_TASK DESCRIPTION:_
All that is asked is a faithful reproduction of the entries.
::: RECORD EXTRACTS :::
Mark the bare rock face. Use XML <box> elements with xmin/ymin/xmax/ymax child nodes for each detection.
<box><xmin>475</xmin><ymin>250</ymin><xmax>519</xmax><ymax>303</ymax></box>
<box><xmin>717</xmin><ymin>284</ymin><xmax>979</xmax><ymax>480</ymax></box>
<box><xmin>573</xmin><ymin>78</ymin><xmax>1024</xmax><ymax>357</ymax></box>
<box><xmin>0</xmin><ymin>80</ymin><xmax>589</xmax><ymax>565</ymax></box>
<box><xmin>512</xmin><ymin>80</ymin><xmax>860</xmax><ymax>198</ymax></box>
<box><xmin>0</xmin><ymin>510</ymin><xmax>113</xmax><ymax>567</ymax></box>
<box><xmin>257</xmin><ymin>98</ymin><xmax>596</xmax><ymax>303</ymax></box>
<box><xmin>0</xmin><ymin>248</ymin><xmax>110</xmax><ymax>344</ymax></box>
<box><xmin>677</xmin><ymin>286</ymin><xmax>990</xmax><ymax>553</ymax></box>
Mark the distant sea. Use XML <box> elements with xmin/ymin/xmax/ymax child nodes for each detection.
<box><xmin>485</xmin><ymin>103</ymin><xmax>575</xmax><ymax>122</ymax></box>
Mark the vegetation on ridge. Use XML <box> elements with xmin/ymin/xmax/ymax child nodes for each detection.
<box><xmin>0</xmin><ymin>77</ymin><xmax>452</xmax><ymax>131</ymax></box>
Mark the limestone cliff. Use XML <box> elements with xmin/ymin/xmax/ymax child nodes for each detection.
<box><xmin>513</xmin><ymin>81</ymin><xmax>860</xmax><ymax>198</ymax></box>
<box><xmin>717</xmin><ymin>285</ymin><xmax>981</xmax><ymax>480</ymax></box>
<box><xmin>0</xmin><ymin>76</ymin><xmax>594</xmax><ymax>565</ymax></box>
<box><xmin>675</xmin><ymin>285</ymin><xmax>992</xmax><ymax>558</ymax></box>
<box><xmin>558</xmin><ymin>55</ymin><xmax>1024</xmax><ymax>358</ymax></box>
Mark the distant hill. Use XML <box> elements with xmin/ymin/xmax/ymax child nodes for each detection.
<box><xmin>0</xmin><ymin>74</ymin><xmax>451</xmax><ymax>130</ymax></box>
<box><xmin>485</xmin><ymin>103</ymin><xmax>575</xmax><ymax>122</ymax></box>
:::
_OUTPUT BELOW:_
Mark the bare rock face. Use XML <box> elements with xmin/ymin/xmax/ymax child nodes for each detection.
<box><xmin>475</xmin><ymin>250</ymin><xmax>519</xmax><ymax>303</ymax></box>
<box><xmin>717</xmin><ymin>284</ymin><xmax>979</xmax><ymax>480</ymax></box>
<box><xmin>573</xmin><ymin>78</ymin><xmax>1024</xmax><ymax>357</ymax></box>
<box><xmin>0</xmin><ymin>80</ymin><xmax>589</xmax><ymax>565</ymax></box>
<box><xmin>512</xmin><ymin>80</ymin><xmax>860</xmax><ymax>198</ymax></box>
<box><xmin>0</xmin><ymin>510</ymin><xmax>113</xmax><ymax>567</ymax></box>
<box><xmin>257</xmin><ymin>98</ymin><xmax>596</xmax><ymax>303</ymax></box>
<box><xmin>0</xmin><ymin>248</ymin><xmax>110</xmax><ymax>344</ymax></box>
<box><xmin>677</xmin><ymin>286</ymin><xmax>990</xmax><ymax>553</ymax></box>
Mark the distant sea. Use XML <box> elements with xmin/ymin/xmax/ymax child nodes for each detection.
<box><xmin>485</xmin><ymin>103</ymin><xmax>575</xmax><ymax>122</ymax></box>
Mark the vegetation on ridge. Use XML <box> elements with xmin/ymin/xmax/ymax child nodes for each detection.
<box><xmin>0</xmin><ymin>77</ymin><xmax>452</xmax><ymax>131</ymax></box>
Mark the limestone cliff. Use XML <box> elements with xmin/ymin/xmax/ymax child nodes for each detection.
<box><xmin>513</xmin><ymin>81</ymin><xmax>860</xmax><ymax>198</ymax></box>
<box><xmin>717</xmin><ymin>285</ymin><xmax>981</xmax><ymax>480</ymax></box>
<box><xmin>0</xmin><ymin>76</ymin><xmax>594</xmax><ymax>565</ymax></box>
<box><xmin>675</xmin><ymin>285</ymin><xmax>992</xmax><ymax>558</ymax></box>
<box><xmin>558</xmin><ymin>55</ymin><xmax>1024</xmax><ymax>358</ymax></box>
Mark the distant hill. Use XML <box> elements with xmin/ymin/xmax/ymax child nodes for each detection.
<box><xmin>0</xmin><ymin>74</ymin><xmax>451</xmax><ymax>130</ymax></box>
<box><xmin>485</xmin><ymin>103</ymin><xmax>575</xmax><ymax>122</ymax></box>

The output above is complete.